▸ WHAT IS ASKED:
Without the pictures, set down every line of the data exactly.

▸ INFORMATION GIVEN:
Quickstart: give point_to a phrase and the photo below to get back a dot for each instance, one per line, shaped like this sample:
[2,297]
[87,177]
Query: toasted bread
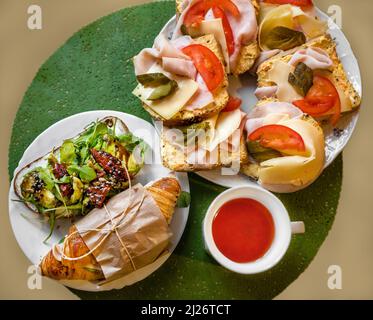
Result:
[176,160]
[338,75]
[186,117]
[248,54]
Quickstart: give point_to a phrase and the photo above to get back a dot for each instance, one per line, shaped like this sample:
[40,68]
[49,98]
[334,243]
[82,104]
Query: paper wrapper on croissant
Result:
[143,235]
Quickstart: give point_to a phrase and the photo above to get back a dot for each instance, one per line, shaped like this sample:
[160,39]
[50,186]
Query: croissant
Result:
[165,193]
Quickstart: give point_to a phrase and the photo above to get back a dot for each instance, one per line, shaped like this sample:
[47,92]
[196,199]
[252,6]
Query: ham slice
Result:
[271,113]
[173,59]
[314,58]
[201,98]
[180,67]
[244,27]
[266,92]
[264,56]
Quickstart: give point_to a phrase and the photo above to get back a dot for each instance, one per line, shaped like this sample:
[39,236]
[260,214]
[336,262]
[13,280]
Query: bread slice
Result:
[186,117]
[176,160]
[338,74]
[248,54]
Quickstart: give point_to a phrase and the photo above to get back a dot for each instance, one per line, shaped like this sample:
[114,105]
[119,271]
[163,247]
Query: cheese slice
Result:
[346,104]
[297,170]
[215,27]
[280,16]
[311,27]
[289,16]
[226,124]
[171,105]
[279,74]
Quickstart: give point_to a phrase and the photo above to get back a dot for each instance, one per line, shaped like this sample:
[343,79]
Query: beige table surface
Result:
[350,242]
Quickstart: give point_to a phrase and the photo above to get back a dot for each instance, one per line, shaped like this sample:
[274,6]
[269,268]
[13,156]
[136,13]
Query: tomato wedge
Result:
[278,137]
[197,12]
[207,64]
[321,98]
[299,3]
[232,104]
[315,106]
[219,13]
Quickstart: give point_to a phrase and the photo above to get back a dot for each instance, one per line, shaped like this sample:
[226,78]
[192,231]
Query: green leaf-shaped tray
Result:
[93,70]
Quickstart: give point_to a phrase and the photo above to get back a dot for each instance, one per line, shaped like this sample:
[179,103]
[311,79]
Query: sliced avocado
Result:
[47,199]
[152,79]
[133,166]
[31,184]
[163,90]
[78,190]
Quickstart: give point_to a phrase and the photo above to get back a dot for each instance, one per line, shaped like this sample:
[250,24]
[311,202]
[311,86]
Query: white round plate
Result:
[30,229]
[246,85]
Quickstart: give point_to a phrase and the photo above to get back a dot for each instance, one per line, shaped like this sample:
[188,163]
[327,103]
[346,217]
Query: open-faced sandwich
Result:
[215,142]
[312,78]
[128,233]
[83,172]
[286,24]
[286,147]
[232,22]
[181,81]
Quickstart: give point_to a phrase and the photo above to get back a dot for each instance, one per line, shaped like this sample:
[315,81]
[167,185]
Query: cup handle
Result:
[298,227]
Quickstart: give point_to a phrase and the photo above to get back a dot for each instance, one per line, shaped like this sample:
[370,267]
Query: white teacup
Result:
[282,225]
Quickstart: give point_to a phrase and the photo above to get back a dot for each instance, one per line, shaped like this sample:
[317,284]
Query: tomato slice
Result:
[197,12]
[207,64]
[232,104]
[299,3]
[219,13]
[321,98]
[278,137]
[315,106]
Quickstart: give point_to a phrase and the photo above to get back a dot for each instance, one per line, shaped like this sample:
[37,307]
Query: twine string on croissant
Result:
[114,228]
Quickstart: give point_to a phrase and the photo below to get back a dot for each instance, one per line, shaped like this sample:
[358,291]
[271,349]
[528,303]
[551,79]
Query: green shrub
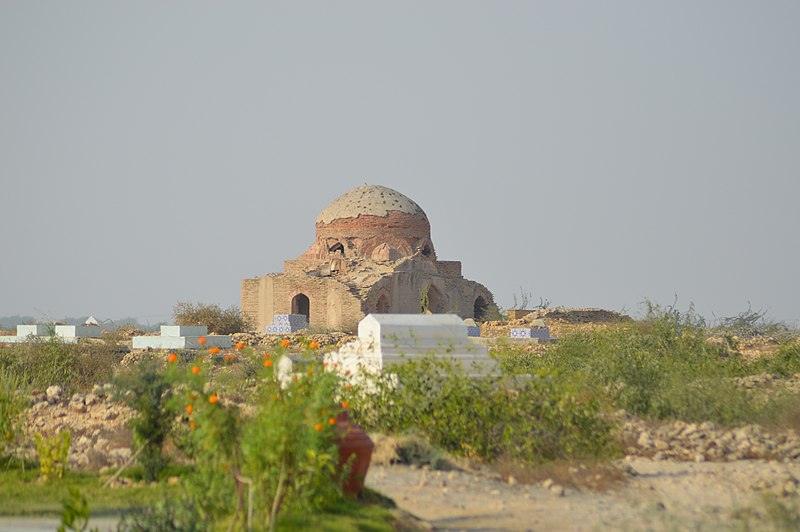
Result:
[279,457]
[528,419]
[218,320]
[12,404]
[53,452]
[45,362]
[661,368]
[41,363]
[145,389]
[165,516]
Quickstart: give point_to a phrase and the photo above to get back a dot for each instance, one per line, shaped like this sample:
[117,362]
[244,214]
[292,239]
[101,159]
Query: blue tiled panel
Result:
[287,323]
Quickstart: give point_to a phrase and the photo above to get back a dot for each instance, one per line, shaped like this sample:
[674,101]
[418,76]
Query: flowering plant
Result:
[271,448]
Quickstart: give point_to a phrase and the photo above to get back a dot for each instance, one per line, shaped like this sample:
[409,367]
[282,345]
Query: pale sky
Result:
[593,153]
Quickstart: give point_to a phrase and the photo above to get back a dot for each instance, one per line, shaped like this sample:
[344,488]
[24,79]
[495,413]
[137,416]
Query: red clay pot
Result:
[353,441]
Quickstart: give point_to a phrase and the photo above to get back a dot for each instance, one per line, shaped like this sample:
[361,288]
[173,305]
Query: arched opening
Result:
[301,305]
[479,309]
[436,300]
[337,247]
[382,306]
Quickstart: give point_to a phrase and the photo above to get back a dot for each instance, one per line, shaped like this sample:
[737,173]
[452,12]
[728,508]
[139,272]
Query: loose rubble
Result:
[96,424]
[704,442]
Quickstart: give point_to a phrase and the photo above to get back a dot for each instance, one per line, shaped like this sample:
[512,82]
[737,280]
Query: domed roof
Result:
[368,199]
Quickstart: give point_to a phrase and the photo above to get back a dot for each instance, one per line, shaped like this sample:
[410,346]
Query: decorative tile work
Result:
[287,323]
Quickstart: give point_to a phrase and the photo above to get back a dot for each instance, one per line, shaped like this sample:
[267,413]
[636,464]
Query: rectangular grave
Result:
[180,342]
[541,333]
[78,331]
[184,330]
[388,339]
[36,330]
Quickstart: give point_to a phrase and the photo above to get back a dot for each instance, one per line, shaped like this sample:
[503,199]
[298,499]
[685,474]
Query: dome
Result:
[372,200]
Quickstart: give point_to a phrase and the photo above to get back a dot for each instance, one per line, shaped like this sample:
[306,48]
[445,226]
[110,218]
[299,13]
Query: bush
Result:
[661,368]
[74,367]
[218,321]
[12,404]
[531,420]
[280,456]
[53,452]
[145,389]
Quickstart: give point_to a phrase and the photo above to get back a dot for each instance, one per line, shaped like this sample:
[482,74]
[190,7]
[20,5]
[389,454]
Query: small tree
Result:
[217,319]
[147,390]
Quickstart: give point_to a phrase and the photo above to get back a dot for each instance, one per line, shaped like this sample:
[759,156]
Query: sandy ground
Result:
[657,495]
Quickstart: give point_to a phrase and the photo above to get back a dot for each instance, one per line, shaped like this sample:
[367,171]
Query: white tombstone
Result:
[388,339]
[184,330]
[181,337]
[35,330]
[78,331]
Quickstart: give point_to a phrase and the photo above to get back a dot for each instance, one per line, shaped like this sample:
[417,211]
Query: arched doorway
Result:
[436,300]
[479,309]
[301,305]
[382,306]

▸ OUTPUT OF THE EXERCISE:
Quickstart: give point_to a phrase and the photo below to get back a dot for each instance, one per line, shaped like this sample:
[2,297]
[87,177]
Query: toasted bread
Result:
[176,160]
[338,75]
[186,117]
[248,54]
Quickstart: give point_to a phrase and the photo above to get back a dot for each instance, one per line, shaped like this sample:
[40,68]
[49,98]
[334,243]
[82,104]
Query: paper wrapper on croissant
Result:
[143,235]
Quickstart: give point_to a phrase and the photo above to get back a dot for each instance, one per line, shaped like this sample:
[160,39]
[50,186]
Query: croissant
Result:
[165,193]
Quickstart: give point_to a phrase and the photo above to get back a dot for each instance, one per line, shaped like this sample:
[47,92]
[196,199]
[252,6]
Query: ham slice
Result:
[271,113]
[173,59]
[314,58]
[201,98]
[180,67]
[244,27]
[266,92]
[264,56]
Quickstart: give point_to a phrase and the photo above to get back a dot for each instance, one per line, shaped like this sample:
[39,236]
[260,214]
[336,262]
[13,280]
Query: bread slice
Result:
[186,117]
[176,160]
[338,74]
[248,54]
Quickstart: give point_to a phrase and the photo above to get back a dot for each instance, one per line, shaped like this sample:
[114,105]
[119,271]
[163,247]
Query: cheese slice
Result:
[346,104]
[297,170]
[215,27]
[280,16]
[311,27]
[289,16]
[226,124]
[171,105]
[279,74]
Quickstart: give point_to a phrase and the photo above to get back a dot for each instance, one per line, shaped like this sample:
[343,79]
Query: beige table surface
Result:
[350,242]
Quickstart: give point_to a phrase and the photo above to get back a dot for each instance, one per line, shaped like this sample:
[274,6]
[269,268]
[13,156]
[136,13]
Query: tomato wedge
Result:
[278,137]
[197,12]
[207,64]
[321,98]
[299,3]
[232,104]
[315,106]
[219,13]
Quickstart: give point_to a phrase and the photo above to get back a dot for each instance, one per line, shaped like this sample:
[226,78]
[192,231]
Query: green leaf-shaped tray
Result:
[93,70]
Quickstart: give point_to a phrase and the photo above to get back a dot for each instance, one per line, shaped like this sample:
[179,103]
[311,79]
Query: sliced avocado
Result:
[47,199]
[152,79]
[133,166]
[31,184]
[163,90]
[78,190]
Quickstart: give point_to a phrase and the photo above to get back a dot for each instance, one per line, shaped like this sample:
[250,24]
[311,202]
[311,86]
Query: white round plate
Result:
[30,229]
[246,85]
Quickstart: give point_to a phrase and the photo above to get back a dot for each instance, one per line, shaped like this sample:
[188,163]
[327,103]
[346,217]
Query: open-faced sandwich
Result:
[215,142]
[312,78]
[128,233]
[83,172]
[286,24]
[286,147]
[232,22]
[181,81]
Quickstart: give point_to a phrase and the photo above to get back a dot for each instance, one per line, shaped like this sample:
[315,81]
[167,185]
Query: cup handle
Result:
[298,227]
Quickstart: give point_to a phrase and the photo above to get back a dot for each instance, one per line, shaped like this sample:
[370,267]
Query: white teacup
Result:
[282,225]
Quickstart: give point_to a phrase and the photo above to get back a dot for each instance, one per line, shaped like this sample:
[317,284]
Query: tomato slice
Result:
[197,12]
[207,64]
[232,104]
[299,3]
[219,13]
[321,98]
[278,137]
[315,106]
Quickstart: give point_to a phrase and the photo above to get back a dot for each instance, one per line, shaped like this sample:
[37,307]
Query: twine string on croissant
Result:
[114,228]
Quickstart: give point_to a phrase and the photo below to get back a dot for each instance, one per line, shaped like this sample:
[358,291]
[271,349]
[528,303]
[551,79]
Query: green shrub
Result:
[279,457]
[528,419]
[218,320]
[12,404]
[53,452]
[45,362]
[661,368]
[41,363]
[145,389]
[165,516]
Quickstart: give point_to a phrase and the photo above to get back a dot for each instance, one per line, shaped like this sample:
[117,362]
[244,214]
[292,239]
[101,159]
Query: blue tiled panel
Result:
[287,323]
Quickstart: give point_to a phrase and the photo above to get back a dot for each instance, one per line, shaped like this sample:
[674,101]
[418,76]
Query: flowering plant
Result:
[271,448]
Quickstart: give point_to a phrase and the photo above to get back a dot for each instance, one per line, shaped like this sample:
[409,367]
[282,345]
Query: pale sky
Result:
[593,153]
Quickstart: give point_to a phrase and the photo above to get back a dot for each instance, one per line, shaped like this sample:
[344,488]
[24,79]
[495,413]
[137,416]
Query: red clay pot
Result:
[353,441]
Quickstart: give point_to a phrase and the photo above to get back a dot for each instance, one per line, shaped like this sample:
[361,288]
[173,305]
Query: arched opening
Result:
[301,305]
[479,309]
[436,300]
[337,247]
[382,306]
Quickstart: give point_to a phrase and the photo above to get back a dot for each instance, one per line, shaped like this sample:
[737,173]
[452,12]
[728,508]
[139,272]
Query: loose rubble
Result:
[96,424]
[704,442]
Quickstart: give point_to a phrase and the photo above to get back a dot for each instance, one per line, shaped like this sample:
[512,82]
[737,280]
Query: domed roof
Result:
[368,199]
Quickstart: give point_to a phrase and the photo above to get back a dot for each instance, one per line, shaped like this sample:
[410,346]
Query: decorative tile work
Result:
[287,323]
Quickstart: give point_to a phrase and the photo above to get back a dot for each instance, one per line, shaped like this sample:
[267,413]
[636,464]
Query: rectangular grave
Result:
[180,342]
[541,333]
[78,331]
[184,330]
[388,339]
[36,330]
Quickstart: give point_to a phrase and the photo above to get back a dot for each instance, one per line, shaped like this sample:
[503,199]
[298,499]
[685,474]
Query: dome
Result:
[372,200]
Quickstart: give point_to a phrase and the photo above to get back a dot for each instance, one per line, shaped like this sample:
[306,48]
[445,226]
[110,218]
[299,13]
Query: bush
Result:
[661,368]
[74,367]
[218,321]
[12,404]
[531,420]
[280,456]
[53,452]
[145,389]
Quickstart: give point_to a phrase and the photo above to get back a dot for each instance, one per line, shaped like this sample:
[482,74]
[190,7]
[20,5]
[389,454]
Query: small tree
Result:
[217,319]
[147,390]
Quickstart: give point_to a phrase and the photo above to get back a dot for each instance, one per line, shaped like this sample:
[759,156]
Query: sandy ground
Result:
[657,495]
Quickstart: give point_to a phrase and the photo above to get back a dot for each instance, one per line, shaped like this sample:
[367,171]
Query: white tombstone
Result:
[388,339]
[184,330]
[181,337]
[35,330]
[78,331]
Quickstart: give point_to a phrase and the photo above to get back a dot for each instance, one per line, shaped like this sample:
[417,211]
Query: arched doorway
Result:
[436,300]
[479,309]
[301,305]
[382,306]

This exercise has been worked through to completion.